EXCERPT:

----

Storm surge driven by Cyclone Ciarán pounds the coast of Cornwall at Porthleven     Image Credit: Stuart Cornell


Storm Ciarán was a very strong Extratropical Cyclone. (Cyclones are storms that have winds spiraling around a central low pressure.) As the name suggests, they form outside the warm tropics. Extratropical Cyclones (ETCs) have cold air at their core, and are fueled by the energy released when cold and warm air masses interact. ETCs have one or more warm or cold fronts associated with the storm, and can form over land or ocean. The Nor’easters that plague the northeastern US are examples of ocean-forming ETCs. Severe ETCs, like Ciarán, can be as destructive as a Category 1 hurricane.

Ciarán formed in the Atlantic, ahead of a strong cold front that moved eastward across the eastern US toward the Atlantic, where a low pressure zone formed along the front, east of New England. The developing storm strengthened over warm waters, beneath the flow of a powerful jet stream. This jet stream ran west-to-east, at an altitude of about 30,000 feet, with wind speeds up to 200 mph. It propelled Ciarán across the Atlantic in just a couple of days.

----

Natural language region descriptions
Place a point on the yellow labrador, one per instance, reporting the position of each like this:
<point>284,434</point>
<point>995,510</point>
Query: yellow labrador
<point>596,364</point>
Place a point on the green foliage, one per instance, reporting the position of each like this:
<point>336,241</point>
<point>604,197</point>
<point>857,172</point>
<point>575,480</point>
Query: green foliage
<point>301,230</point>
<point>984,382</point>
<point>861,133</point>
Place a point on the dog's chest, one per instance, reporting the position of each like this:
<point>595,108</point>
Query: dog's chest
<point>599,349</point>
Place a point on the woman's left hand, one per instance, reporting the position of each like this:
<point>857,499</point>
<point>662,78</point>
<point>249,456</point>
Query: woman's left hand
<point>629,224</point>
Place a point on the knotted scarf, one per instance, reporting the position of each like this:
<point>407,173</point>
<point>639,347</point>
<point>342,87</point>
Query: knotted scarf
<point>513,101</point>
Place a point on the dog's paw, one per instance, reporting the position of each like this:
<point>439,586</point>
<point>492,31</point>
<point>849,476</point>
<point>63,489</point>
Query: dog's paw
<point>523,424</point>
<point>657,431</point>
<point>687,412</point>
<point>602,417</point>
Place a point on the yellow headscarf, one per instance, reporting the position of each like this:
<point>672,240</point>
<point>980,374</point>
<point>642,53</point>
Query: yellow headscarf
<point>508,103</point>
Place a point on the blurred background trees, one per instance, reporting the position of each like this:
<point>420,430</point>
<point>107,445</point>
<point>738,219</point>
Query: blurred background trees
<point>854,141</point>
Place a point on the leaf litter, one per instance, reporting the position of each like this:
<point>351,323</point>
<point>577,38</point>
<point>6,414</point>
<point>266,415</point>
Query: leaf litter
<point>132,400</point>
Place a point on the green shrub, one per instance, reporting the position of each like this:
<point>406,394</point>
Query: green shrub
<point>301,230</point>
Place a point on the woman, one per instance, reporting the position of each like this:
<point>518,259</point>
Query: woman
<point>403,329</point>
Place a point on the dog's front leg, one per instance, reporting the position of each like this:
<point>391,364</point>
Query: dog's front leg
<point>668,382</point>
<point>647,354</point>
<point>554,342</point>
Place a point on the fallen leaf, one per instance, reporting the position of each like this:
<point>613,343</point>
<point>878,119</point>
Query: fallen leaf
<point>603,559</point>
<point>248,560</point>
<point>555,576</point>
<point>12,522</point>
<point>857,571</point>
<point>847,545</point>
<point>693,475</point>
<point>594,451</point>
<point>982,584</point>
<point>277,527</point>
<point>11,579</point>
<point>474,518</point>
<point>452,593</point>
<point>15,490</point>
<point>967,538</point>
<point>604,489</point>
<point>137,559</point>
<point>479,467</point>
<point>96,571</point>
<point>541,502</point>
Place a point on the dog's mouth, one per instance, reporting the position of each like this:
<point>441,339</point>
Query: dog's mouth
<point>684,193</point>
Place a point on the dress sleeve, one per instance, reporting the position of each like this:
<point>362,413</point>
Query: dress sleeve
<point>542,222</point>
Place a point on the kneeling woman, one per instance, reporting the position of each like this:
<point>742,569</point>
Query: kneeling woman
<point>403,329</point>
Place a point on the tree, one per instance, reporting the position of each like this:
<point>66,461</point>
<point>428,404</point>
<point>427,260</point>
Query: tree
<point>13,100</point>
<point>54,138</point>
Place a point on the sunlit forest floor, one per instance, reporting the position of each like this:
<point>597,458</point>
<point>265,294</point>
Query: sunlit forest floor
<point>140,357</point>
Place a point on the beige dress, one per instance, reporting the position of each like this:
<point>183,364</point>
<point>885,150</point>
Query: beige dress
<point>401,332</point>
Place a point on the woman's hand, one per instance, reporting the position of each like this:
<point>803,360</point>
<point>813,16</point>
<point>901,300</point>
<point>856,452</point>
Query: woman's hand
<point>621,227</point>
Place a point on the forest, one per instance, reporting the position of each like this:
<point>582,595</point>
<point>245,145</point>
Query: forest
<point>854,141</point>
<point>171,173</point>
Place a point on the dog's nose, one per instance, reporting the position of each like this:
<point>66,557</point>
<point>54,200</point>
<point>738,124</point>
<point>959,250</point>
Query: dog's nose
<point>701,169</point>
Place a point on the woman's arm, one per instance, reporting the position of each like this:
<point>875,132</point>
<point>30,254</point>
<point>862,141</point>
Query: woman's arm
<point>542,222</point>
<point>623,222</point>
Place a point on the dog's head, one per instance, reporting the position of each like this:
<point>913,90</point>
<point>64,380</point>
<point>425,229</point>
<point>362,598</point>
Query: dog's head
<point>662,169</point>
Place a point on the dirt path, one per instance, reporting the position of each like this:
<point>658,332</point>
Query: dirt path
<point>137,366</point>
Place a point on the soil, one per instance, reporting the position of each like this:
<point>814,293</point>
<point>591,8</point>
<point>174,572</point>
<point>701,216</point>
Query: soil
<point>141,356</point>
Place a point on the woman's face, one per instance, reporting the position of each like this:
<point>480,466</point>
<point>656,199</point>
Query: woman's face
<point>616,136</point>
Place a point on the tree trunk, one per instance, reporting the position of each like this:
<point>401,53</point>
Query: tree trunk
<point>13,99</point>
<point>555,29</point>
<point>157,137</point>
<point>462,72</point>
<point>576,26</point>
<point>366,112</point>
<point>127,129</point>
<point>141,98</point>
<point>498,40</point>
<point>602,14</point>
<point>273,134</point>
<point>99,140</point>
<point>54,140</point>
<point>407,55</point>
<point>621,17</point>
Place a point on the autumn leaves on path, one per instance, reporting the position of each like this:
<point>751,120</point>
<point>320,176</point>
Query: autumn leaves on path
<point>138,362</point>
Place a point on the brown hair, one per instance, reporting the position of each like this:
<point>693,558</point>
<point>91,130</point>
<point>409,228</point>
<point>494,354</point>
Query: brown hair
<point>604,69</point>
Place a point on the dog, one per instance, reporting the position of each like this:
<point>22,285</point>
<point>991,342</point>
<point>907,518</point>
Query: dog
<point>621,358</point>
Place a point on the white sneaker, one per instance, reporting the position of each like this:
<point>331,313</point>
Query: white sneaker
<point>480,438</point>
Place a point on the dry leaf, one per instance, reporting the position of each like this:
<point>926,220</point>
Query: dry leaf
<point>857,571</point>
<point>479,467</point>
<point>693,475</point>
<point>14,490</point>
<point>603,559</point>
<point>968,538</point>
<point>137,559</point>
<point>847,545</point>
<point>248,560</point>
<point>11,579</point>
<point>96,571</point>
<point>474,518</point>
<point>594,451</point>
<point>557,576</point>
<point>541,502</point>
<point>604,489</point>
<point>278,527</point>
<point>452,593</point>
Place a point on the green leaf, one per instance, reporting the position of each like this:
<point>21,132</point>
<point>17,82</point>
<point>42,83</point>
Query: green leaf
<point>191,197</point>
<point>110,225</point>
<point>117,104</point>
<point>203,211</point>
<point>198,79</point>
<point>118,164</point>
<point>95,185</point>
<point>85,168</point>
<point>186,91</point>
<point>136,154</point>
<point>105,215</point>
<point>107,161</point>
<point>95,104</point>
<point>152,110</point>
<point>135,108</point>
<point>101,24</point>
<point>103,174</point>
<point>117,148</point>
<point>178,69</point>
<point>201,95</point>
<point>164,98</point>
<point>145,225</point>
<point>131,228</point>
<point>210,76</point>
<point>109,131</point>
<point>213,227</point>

----

WHAT YOU HAVE TO DO: Quote the Storm Ciarán excerpt word for word from "Storm surge driven" up to and including "Category 1 hurricane.".

REPLY TO THE TASK:
Storm surge driven by Cyclone Ciarán pounds the coast of Cornwall at Porthleven     Image Credit: Stuart Cornell


Storm Ciarán was a very strong Extratropical Cyclone. (Cyclones are storms that have winds spiraling around a central low pressure.) As the name suggests, they form outside the warm tropics. Extratropical Cyclones (ETCs) have cold air at their core, and are fueled by the energy released when cold and warm air masses interact. ETCs have one or more warm or cold fronts associated with the storm, and can form over land or ocean. The Nor’easters that plague the northeastern US are examples of ocean-forming ETCs. Severe ETCs, like Ciarán, can be as destructive as a Category 1 hurricane.